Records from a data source

┌──

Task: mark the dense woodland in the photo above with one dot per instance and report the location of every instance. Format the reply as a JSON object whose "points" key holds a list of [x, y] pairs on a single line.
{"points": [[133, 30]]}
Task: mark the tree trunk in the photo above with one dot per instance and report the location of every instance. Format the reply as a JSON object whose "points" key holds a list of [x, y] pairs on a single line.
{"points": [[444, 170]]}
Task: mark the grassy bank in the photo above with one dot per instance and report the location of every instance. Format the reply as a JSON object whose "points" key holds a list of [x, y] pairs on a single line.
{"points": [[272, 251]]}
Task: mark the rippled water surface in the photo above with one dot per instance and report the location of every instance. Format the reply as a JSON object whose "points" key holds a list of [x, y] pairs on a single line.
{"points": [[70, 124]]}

└──
┌──

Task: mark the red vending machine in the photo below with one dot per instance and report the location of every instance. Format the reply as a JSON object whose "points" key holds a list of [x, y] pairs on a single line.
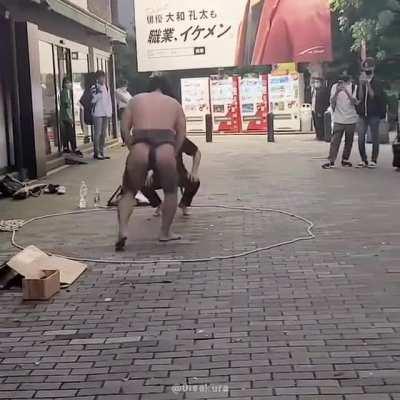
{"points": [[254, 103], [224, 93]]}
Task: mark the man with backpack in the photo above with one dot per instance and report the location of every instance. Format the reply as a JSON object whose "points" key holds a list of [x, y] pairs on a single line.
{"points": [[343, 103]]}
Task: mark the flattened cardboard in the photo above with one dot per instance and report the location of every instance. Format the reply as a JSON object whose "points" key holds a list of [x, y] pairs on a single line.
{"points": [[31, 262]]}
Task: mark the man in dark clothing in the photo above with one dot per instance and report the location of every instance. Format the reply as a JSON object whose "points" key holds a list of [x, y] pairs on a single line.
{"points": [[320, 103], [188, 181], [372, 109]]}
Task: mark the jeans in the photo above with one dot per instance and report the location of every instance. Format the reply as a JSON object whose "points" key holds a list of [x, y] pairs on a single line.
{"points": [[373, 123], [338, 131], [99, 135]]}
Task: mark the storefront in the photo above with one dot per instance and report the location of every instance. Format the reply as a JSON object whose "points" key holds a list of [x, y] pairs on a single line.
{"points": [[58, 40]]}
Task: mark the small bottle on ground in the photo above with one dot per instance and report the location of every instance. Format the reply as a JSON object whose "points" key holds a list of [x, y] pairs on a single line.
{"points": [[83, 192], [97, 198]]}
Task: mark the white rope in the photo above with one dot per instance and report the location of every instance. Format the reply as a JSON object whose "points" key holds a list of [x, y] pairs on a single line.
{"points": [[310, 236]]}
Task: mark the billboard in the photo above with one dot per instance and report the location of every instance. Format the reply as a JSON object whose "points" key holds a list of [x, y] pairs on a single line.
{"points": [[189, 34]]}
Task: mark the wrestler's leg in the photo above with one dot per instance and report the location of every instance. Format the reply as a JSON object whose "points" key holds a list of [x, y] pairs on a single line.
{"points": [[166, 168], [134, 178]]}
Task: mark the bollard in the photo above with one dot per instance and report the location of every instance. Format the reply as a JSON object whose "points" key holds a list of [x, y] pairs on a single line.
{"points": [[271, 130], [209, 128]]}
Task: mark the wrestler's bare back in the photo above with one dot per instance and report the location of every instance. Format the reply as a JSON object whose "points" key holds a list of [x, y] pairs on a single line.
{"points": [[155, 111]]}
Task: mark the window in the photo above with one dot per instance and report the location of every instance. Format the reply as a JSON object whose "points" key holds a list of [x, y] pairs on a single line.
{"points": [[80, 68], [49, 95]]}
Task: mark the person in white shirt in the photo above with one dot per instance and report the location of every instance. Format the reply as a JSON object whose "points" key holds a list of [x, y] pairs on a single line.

└──

[What to work on] Could you reproduce exactly the lines of the entries above, from the one with "Task: mark the white" through the one with "Task: mark the person", and nothing else?

[Exercise answer]
Task: mark the white rope in the photo above with one dot per instance and report the location of every instance. Format the reply as a JSON object whose "points" key holds a list of [x, y] pairs on a single line.
{"points": [[310, 236]]}
Task: mark the billboard in the photo above with one dot per instance and report the location of every instance. Format the reply as a JSON object whose "points" key holds a list of [x, y] pairs on a single line.
{"points": [[189, 34]]}
Task: mark the wrestler's leg in the photo above with one dot per instance and report the location of every instance. Format the reply as a JSON object whose "points" key holds a list of [x, y] pairs on a single line.
{"points": [[166, 168], [134, 178]]}
Task: mark the bollard in the photo above with one dot per instance and report the location of every instance. Format the reply as a JSON object whose "points" key holds a list of [x, y] pairs on a single line.
{"points": [[271, 130], [209, 128]]}
Task: mark the wrestler's bare back in the photo above with one dot per instance and report the location of every instance. Format the reply as a JSON object whose "points" key holds a list of [x, y] pairs on a single line.
{"points": [[155, 111]]}
Task: mark the window in the photo above with one dot per instance and report the location of every instance. Format the reply as a JSON object whose "points" key holds a list of [x, y] pairs on a single line.
{"points": [[80, 68], [49, 95]]}
Task: mark the person in white shirt in the photo above with one dot per instance and report the location of every instance. Format the reply as a JSON object whose "points" key holds a list of [x, y] pairs on a single line.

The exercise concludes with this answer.